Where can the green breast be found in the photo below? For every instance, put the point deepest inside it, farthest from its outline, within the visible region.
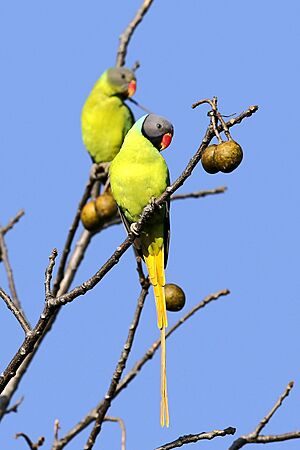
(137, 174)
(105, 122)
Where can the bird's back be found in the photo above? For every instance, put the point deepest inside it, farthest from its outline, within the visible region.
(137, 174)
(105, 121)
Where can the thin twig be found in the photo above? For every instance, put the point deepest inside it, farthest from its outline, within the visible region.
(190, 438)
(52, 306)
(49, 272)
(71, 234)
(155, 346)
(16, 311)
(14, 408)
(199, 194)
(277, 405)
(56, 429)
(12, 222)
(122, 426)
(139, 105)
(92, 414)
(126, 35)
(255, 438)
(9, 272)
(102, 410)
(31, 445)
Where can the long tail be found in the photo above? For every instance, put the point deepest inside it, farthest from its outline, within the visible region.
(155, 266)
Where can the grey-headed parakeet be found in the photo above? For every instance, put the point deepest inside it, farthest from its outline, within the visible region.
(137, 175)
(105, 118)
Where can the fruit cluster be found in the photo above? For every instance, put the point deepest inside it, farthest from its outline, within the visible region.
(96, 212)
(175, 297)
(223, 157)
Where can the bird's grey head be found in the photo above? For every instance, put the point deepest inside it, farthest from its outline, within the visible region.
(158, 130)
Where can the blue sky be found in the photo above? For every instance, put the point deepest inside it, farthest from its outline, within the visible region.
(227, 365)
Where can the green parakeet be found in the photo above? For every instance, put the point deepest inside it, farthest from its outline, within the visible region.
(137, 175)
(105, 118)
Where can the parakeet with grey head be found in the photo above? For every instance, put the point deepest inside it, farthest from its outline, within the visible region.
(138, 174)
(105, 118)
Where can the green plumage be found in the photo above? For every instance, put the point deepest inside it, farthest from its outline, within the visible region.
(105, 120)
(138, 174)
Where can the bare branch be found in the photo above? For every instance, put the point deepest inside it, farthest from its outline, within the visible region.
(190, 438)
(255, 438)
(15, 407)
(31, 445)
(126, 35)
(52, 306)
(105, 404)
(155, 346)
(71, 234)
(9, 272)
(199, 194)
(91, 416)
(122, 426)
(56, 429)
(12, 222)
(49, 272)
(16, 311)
==
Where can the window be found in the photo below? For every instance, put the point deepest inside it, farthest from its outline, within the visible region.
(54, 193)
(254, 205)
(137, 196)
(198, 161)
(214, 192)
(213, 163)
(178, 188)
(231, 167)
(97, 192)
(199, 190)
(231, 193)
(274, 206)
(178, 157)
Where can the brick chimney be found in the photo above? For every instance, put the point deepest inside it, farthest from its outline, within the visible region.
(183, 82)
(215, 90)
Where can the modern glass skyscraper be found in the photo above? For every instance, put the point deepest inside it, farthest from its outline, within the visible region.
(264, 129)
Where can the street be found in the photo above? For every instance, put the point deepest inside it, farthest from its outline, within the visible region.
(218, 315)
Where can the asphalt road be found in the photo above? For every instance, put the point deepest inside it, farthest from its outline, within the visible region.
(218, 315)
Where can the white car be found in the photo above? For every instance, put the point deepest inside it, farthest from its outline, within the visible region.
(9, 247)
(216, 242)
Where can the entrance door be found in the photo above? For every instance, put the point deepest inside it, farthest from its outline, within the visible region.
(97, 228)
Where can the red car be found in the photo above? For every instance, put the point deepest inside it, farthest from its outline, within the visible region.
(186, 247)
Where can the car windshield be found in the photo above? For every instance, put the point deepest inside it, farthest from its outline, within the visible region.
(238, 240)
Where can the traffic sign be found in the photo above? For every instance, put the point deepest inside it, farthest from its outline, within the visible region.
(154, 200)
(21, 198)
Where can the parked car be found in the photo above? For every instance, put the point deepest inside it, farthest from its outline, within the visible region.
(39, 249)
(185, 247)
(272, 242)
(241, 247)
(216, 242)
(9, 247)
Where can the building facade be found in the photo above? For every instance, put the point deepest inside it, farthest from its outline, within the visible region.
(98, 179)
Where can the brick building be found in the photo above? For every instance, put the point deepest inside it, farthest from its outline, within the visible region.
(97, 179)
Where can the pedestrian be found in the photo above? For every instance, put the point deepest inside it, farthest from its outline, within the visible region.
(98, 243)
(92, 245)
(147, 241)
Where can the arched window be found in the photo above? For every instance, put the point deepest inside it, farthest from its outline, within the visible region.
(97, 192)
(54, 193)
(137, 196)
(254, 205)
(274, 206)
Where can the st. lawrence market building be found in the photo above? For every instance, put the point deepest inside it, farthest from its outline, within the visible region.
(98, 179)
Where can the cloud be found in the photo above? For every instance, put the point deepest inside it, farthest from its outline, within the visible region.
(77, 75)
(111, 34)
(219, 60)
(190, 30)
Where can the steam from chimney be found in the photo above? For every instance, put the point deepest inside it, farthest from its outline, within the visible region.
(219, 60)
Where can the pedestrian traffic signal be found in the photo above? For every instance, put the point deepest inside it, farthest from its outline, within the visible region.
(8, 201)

REQUIRED WORK → Please tally the lines in the items above that contain the string "bird", with case counting, and give only the number.

REPLY TO THE TASK → 2